Short problem >>
Find the line containing "Query: woman's nose". Reproduce it and every line after it up to the end of the records, exactly as written.

Items from a dataset >>

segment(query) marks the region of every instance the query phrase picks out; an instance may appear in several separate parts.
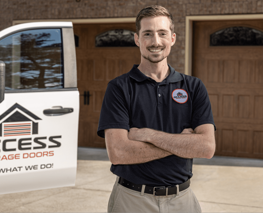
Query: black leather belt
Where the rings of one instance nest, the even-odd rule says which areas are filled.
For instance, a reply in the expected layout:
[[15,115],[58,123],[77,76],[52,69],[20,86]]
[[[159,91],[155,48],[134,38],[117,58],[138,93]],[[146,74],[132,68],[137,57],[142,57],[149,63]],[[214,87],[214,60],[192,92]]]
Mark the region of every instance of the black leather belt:
[[[141,192],[142,185],[137,185],[127,181],[122,178],[120,177],[118,183],[124,187],[137,192]],[[190,179],[179,185],[179,191],[181,192],[190,186]],[[155,196],[167,196],[177,193],[177,187],[152,187],[145,186],[144,193],[153,195]]]

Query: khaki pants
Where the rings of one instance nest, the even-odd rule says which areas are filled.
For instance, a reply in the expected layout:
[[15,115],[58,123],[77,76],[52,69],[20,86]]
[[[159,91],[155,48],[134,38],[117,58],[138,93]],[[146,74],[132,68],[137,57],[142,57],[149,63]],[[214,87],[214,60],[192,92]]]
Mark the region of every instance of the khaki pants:
[[128,189],[118,183],[113,187],[108,212],[201,212],[196,198],[190,187],[179,195],[154,196]]

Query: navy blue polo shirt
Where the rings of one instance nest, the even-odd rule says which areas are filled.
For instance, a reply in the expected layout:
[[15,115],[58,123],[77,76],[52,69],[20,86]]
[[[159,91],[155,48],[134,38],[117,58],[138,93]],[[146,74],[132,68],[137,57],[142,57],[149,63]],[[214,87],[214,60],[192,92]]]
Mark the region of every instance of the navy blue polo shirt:
[[[205,124],[214,126],[206,89],[201,80],[181,73],[168,64],[169,75],[157,83],[134,65],[128,73],[110,81],[102,103],[98,135],[104,130],[151,128],[171,133],[194,130]],[[192,159],[175,155],[143,163],[112,164],[114,174],[136,184],[170,186],[193,175]]]

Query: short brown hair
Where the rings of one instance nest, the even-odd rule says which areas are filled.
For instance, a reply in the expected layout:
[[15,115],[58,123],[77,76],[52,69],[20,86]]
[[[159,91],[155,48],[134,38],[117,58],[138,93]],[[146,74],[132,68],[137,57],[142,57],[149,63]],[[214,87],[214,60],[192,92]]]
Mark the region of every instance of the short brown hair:
[[143,8],[137,15],[135,24],[136,26],[136,33],[138,36],[139,36],[139,32],[141,29],[141,21],[143,18],[161,16],[166,16],[169,19],[170,21],[170,30],[172,34],[174,27],[174,22],[171,13],[165,7],[158,5],[153,5]]

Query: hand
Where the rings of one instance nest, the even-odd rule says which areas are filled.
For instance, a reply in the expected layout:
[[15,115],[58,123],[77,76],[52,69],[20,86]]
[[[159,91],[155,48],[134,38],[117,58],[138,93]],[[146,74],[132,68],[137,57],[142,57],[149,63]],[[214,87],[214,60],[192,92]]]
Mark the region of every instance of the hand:
[[181,133],[181,134],[192,134],[195,133],[192,128],[185,129]]

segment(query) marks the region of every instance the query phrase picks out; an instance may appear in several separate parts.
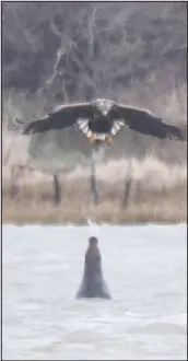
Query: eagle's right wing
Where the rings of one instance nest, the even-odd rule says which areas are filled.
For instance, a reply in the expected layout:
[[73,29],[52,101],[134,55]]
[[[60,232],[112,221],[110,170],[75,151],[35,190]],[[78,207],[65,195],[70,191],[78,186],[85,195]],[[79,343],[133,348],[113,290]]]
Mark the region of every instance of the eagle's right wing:
[[72,126],[79,118],[90,119],[92,117],[92,104],[72,104],[62,106],[60,109],[50,113],[46,118],[32,123],[15,120],[10,130],[22,135],[34,135],[36,132],[45,132],[57,130]]

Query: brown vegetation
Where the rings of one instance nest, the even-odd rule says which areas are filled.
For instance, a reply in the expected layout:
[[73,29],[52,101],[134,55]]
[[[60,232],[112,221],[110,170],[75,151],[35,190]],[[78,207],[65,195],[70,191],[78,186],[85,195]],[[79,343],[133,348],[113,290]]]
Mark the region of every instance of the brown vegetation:
[[141,164],[132,161],[131,190],[126,207],[122,205],[125,170],[126,161],[98,164],[97,206],[92,203],[85,170],[60,176],[62,198],[59,203],[54,197],[50,175],[25,170],[17,178],[14,193],[7,175],[3,222],[82,224],[86,218],[101,223],[186,222],[186,166],[167,166],[153,159]]

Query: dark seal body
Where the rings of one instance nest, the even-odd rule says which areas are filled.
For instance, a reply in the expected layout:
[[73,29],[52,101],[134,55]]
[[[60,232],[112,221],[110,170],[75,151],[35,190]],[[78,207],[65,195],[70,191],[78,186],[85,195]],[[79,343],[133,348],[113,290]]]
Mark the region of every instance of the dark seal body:
[[103,277],[102,257],[97,246],[97,238],[91,237],[89,242],[83,279],[77,293],[77,299],[110,299],[109,290]]

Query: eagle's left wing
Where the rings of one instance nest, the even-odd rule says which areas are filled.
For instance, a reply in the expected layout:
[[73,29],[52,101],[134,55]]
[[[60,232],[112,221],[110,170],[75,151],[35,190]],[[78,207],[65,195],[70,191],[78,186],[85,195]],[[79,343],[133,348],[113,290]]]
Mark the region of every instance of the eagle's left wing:
[[115,126],[116,123],[124,121],[130,129],[144,135],[157,138],[186,139],[186,133],[183,129],[164,123],[150,110],[117,104],[111,109],[110,117],[114,119]]
[[90,119],[92,117],[92,112],[93,109],[90,103],[66,105],[50,113],[45,119],[38,119],[32,123],[16,119],[15,124],[9,128],[14,132],[23,135],[57,130],[72,126],[80,118]]

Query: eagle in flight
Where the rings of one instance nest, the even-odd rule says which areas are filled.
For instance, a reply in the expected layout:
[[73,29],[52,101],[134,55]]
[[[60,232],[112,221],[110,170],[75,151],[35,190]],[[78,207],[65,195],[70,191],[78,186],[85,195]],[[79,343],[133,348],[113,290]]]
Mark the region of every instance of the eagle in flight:
[[185,131],[164,123],[146,109],[121,105],[109,100],[61,106],[46,118],[32,123],[15,120],[13,130],[23,135],[34,135],[49,130],[78,126],[91,144],[113,143],[125,126],[138,132],[157,138],[185,140]]

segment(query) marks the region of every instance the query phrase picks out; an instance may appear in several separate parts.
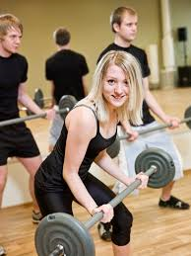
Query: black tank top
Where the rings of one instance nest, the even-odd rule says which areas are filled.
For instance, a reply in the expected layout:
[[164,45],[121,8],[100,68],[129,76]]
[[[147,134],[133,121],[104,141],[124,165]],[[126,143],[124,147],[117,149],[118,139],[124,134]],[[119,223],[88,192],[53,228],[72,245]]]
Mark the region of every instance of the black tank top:
[[[81,106],[91,109],[94,112],[96,120],[96,134],[94,138],[91,139],[85,157],[79,168],[79,176],[82,180],[84,180],[86,179],[89,169],[98,153],[114,142],[117,129],[113,136],[110,138],[104,138],[99,132],[99,123],[96,112],[87,105],[79,105],[76,106],[76,108]],[[35,175],[35,185],[38,185],[41,191],[56,192],[63,191],[64,189],[68,188],[68,185],[62,176],[67,133],[68,131],[64,124],[60,137],[58,138],[53,151],[42,162]]]

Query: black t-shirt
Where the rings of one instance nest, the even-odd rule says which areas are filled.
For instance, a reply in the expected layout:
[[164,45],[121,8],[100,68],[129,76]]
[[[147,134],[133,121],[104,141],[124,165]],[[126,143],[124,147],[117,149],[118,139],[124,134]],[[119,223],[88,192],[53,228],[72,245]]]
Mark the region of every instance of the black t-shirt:
[[19,117],[18,89],[28,79],[27,59],[14,53],[0,56],[0,121]]
[[[150,68],[149,68],[149,64],[148,64],[148,58],[147,58],[147,54],[144,49],[139,48],[133,44],[131,44],[129,47],[121,47],[115,43],[111,43],[100,53],[100,55],[97,59],[97,62],[109,50],[124,50],[128,53],[131,53],[134,57],[137,58],[137,60],[140,63],[143,78],[150,75],[151,72],[150,72]],[[146,103],[146,101],[144,100],[144,102],[143,102],[143,125],[151,124],[154,121],[155,121],[155,119],[150,113],[149,106]]]
[[53,81],[56,104],[63,95],[73,95],[77,100],[85,97],[82,77],[89,72],[86,58],[73,50],[62,49],[46,60],[46,79]]
[[[94,138],[91,139],[85,157],[79,168],[79,176],[82,180],[85,180],[95,158],[98,155],[100,151],[107,148],[114,142],[117,134],[117,129],[113,136],[109,138],[104,138],[99,131],[99,122],[96,118],[96,113],[92,108],[86,105],[79,105],[76,108],[80,108],[81,106],[87,107],[94,112],[97,124],[96,134]],[[54,150],[43,161],[39,170],[35,174],[35,185],[41,192],[59,192],[68,188],[68,185],[64,181],[62,175],[67,134],[68,130],[64,124],[60,137],[56,142]]]

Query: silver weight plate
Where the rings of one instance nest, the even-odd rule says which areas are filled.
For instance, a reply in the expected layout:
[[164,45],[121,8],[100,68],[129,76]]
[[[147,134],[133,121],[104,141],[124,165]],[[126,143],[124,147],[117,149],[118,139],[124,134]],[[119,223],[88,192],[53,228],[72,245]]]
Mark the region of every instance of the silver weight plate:
[[149,178],[148,187],[162,188],[173,180],[175,166],[171,156],[160,148],[151,147],[141,152],[135,161],[135,171],[146,172],[152,165],[157,167],[157,172]]
[[[184,113],[184,118],[185,118],[185,119],[188,119],[188,118],[191,119],[191,106],[186,109],[186,111],[185,111],[185,113]],[[188,121],[188,122],[186,122],[186,125],[187,125],[187,127],[188,127],[189,128],[191,128],[191,120]]]
[[65,120],[68,113],[77,103],[77,100],[72,95],[63,95],[59,101],[59,114],[63,120]]
[[45,216],[36,228],[34,242],[38,256],[48,256],[58,245],[63,246],[67,256],[96,255],[94,241],[86,226],[67,213]]
[[41,89],[35,89],[33,101],[40,109],[44,108],[43,93]]
[[116,136],[115,141],[109,147],[107,147],[106,152],[111,158],[114,158],[119,154],[119,150],[120,150],[120,141]]

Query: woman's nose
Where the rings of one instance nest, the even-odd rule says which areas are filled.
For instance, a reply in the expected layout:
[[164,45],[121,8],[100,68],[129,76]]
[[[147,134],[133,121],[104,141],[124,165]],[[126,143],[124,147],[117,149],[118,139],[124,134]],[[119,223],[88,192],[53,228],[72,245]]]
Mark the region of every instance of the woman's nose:
[[122,94],[123,90],[122,90],[122,86],[120,84],[116,85],[114,92],[116,94]]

Result of the task >>
Query: woman's nose
Where the rings of one instance nest, the even-odd rule says which areas are filled.
For instance, a reply in the expected layout:
[[164,45],[121,8],[100,68],[129,76]]
[[[147,134],[133,121],[104,141],[124,165]],[[126,143],[124,147],[117,149],[118,139],[124,134]],[[119,223],[88,192],[53,228],[72,245]]]
Mark the region of every instance of the woman's nose:
[[122,94],[123,90],[122,90],[122,86],[120,84],[116,85],[114,92],[116,94]]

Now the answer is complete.